* _REQUIREMENT 1_:
In the article on monogenic diabetes, condense the paragraph beginning "A different and rarer form of autoimmune diabetes" into a shorter version that keeps its main facts.
* _REQUIREMENT 2_:
Extend the article on monogenic diabetes past its last paragraph.

Distinguishing Monogenic Diabetes from Polygenic Disease Improves Patient Outcomes
Diabetes develops when the body cannot control the level of sugar circulating in the blood. Type 1 diabetes (T1D), sometimes referred to as autoimmune diabetes, develops as a result of multiple factors, including genetic changes at multiple points in the genome (polygenic variations). People with this form of diabetes have a higher likelihood of other autoimmune diseases including Hashimoto’s disease and celiac disease.
A different and rarer form of autoimmune diabetes, referred to as autoimmune diabetes with a monogenic cause, originates from a single, usually inherited genetic mutation, and is accompanied by a different pattern of related conditions. The distinction between the two causes is key, says Columbia pediatric endocrinology fellow, Virginia Rahming, MD, because unlike polygenic autoimmune diabetes, monogenic causes may be treated with different existing, targeted therapies. Recent reports have shown that treating T1D soon after diagnosis with a therapy that is tailored specifically for the genetic cause can actually reverse the T1D and the need for insulin.
Dr. Rahming has teamed up with Joshua Milner, MD, chief of pediatric allergy, immunology, and rheumatology, in a research project designed to determine the prevalence of autoimmune diabetes with a monogenic cause and the factors that can identify those most likely to have it. This information will enable doctors to diagnose the condition more accurately and earlier in life.

* _ENTRIES SHOWN_:
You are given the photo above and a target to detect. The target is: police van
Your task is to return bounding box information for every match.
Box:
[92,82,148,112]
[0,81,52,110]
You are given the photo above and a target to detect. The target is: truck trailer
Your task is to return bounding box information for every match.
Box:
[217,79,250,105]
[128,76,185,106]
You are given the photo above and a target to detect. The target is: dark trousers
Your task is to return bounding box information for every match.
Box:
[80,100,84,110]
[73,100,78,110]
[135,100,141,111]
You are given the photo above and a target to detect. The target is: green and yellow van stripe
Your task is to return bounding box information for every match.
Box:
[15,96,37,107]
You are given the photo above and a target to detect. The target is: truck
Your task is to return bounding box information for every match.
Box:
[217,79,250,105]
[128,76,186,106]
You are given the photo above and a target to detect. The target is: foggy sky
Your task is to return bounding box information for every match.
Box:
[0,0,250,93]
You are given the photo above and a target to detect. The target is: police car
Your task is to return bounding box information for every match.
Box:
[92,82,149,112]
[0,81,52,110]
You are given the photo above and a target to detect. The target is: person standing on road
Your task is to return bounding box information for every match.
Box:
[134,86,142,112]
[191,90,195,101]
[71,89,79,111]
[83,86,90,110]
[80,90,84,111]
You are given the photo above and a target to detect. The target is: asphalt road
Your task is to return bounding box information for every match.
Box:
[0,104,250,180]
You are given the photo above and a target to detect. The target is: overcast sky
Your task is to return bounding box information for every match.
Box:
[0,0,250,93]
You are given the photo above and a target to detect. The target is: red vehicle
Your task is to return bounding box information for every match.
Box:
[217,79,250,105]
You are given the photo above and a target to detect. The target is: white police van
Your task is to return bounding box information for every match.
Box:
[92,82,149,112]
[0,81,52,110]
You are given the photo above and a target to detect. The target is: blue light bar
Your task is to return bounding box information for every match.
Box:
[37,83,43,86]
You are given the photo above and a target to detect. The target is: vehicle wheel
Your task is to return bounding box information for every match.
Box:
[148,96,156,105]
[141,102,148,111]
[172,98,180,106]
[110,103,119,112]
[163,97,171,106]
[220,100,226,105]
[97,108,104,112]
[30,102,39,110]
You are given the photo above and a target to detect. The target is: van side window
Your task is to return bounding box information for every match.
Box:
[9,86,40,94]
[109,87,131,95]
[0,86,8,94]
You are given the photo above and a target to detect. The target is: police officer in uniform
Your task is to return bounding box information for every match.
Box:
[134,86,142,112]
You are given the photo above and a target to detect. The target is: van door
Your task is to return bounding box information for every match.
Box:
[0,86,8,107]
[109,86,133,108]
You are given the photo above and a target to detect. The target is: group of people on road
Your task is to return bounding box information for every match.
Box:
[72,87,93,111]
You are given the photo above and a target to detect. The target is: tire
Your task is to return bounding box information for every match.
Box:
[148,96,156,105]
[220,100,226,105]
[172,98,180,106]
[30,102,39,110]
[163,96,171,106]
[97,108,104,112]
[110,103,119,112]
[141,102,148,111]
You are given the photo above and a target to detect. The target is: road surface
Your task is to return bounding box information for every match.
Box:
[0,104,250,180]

* _FINAL ANSWER 1_:
Autoimmune diabetes with a monogenic cause is a rarer form. It stems from a single, usually inherited mutation and comes with a different pattern of related conditions. Columbia pediatric endocrinology fellow Virginia Rahming, MD, says distinguishing it from polygenic autoimmune diabetes is key, because monogenic causes may be treated with existing targeted therapies. Recent reports show that a therapy tailored to the genetic cause, given soon after diagnosis, can reverse T1D and the need for insulin.

* _FINAL ANSWER 2_:
The research team uses family history as a central part of the study to reveal a pattern of disease among the patient’s relatives. Symptoms and disorders they look for include significant atopic disease, conditions in which the body has allergic responses to even low levels of environmental triggers. Such conditions include elevated IgE levels, severe environmental or food allergies, eosinophilic esophagitis, severe eczema, chronic unexplained hives, and others. They also look for other types of significant autoimmune disease such as alopecia, psoriasis, rheumatoid arthritis, juvenile idiopathic arthritis, autoimmune hepatitis, and lupus, to name a few. The researchers also look for severe or recurrent viral, bacterial, or fungal infections, unexplained fevers, or low blood cell counts. “When patients have conditions like these, our suspicions are raised,” says Dr. Rahming, “and we want to find out more.
“We didn't realize how many patients within the large population treated at Columbia’s Naomi Berrie Diabetes Center fit the study criteria until we really started looking for them,” she adds. “Often, when a patient has multiple symptoms that require different types of doctors, it doesn’t become as clear that they might all have a single cause. I believe that more patients may have a monogenic cause of their autoimmune diabetes than the very small percentage we originally thought.”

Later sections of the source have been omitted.